━━━ SOURCE EXTRACT

Though legacy media have faced persistent financial challenges since 2008 which has led to the closure of some outlets, the Irish media landscape is in a relatively stable state by international standards. It is primarily constituted by: 

  • 3 public service television channels; 
  • 4 commercial channels; 
  • 4 public service radio stations; 34 commercial radio stations (plus a further 20 community or community-of-interest stations);  
  • eight national daily and eight national Sunday newspapers and approximately 70 local or regional print title; 
  • a growing number of digital native news outlets augmenting the online presence of the digital arms of legacy media outlets.  

This picture of the Irish media ecology is complicated by the fact that much of the content consumed is not specifically produced with an Irish market in mind. Although there are seven “Ireland-facing” television channels, a further 46 overseas-based channels sell advertising space into the Irish market. Irish-facing channels account for less than half (48%) of the total television audience. Similarly, in print even those titles with “Irish” on their masthead include a significant element of sports, entertainment and international news content primarily written for a UK-based audience. Radio remains resolutely local in its content and audience orientation, even if it is increasingly owned by overseas groups.

━━━━━━

◆ WRITTEN TASKS ◆
1/ Which kinds of radio station does the passage on Irish media count, and how many of each does it give?
2/ How might the passage on Irish media go on? Continue it from its final sentence.

━━━ DATA LISTING

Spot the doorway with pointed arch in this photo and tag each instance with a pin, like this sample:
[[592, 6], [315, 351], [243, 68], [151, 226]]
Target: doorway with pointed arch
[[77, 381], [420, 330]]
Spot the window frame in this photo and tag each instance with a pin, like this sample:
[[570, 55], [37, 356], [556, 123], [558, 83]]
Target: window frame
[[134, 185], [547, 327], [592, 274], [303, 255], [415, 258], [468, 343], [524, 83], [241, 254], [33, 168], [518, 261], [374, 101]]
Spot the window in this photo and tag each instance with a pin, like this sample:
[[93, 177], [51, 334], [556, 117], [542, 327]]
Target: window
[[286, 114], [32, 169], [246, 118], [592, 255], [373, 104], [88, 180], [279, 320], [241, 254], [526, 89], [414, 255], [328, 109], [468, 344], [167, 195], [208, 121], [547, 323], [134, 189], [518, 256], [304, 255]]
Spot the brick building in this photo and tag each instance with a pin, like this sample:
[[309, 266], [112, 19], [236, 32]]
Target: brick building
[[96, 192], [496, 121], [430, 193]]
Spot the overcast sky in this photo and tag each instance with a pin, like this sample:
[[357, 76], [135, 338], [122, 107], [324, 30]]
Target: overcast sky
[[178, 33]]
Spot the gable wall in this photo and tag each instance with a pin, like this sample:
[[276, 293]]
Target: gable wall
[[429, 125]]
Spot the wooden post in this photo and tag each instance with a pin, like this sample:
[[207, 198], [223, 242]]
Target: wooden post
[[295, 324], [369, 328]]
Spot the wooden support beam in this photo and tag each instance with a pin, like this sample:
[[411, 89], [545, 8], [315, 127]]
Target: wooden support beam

━━━━━━

◆ EXERCISE RESPONSES ◆
1/
- Public service radio stations: 4
- Commercial radio stations: 34
- Community or community-of-interest stations: 20

2/
Establishing global ultimate ownership of media is relatively straightforward due to regulatory support for publicly accessible ownership databases. However, there is less transparency regarding concentration due to the inconsistent availability of financial data and audience shares across different media.

The state-owned public service media RTÉ is the leading media outlet with the single largest market share in television (26.75%) and radio (27.8%) as of 2022. However, since the introduction of legal competition, RTÉ’s quasi-monopoly status in broadcasting has been challenged by commercial channels which are increasingly owned by overseas media groups like the US-based Liberty Global since 2015 and the German Bauer Media Audio since 2021. This augments the long-established presence of UK-owned print titles in the Irish markets. The leading Irish national print media group has been owned by the Belgian group Mediahuis since 2019 whilst the UK-based Mediaforce is the largest player in the local/regional print market. Four of the five largest print groups are now domiciled overseas. As of 2023, the only Irish-owned media groups of scale are effectively limited to the state-owned Public Service Medias and the Irish Times Group.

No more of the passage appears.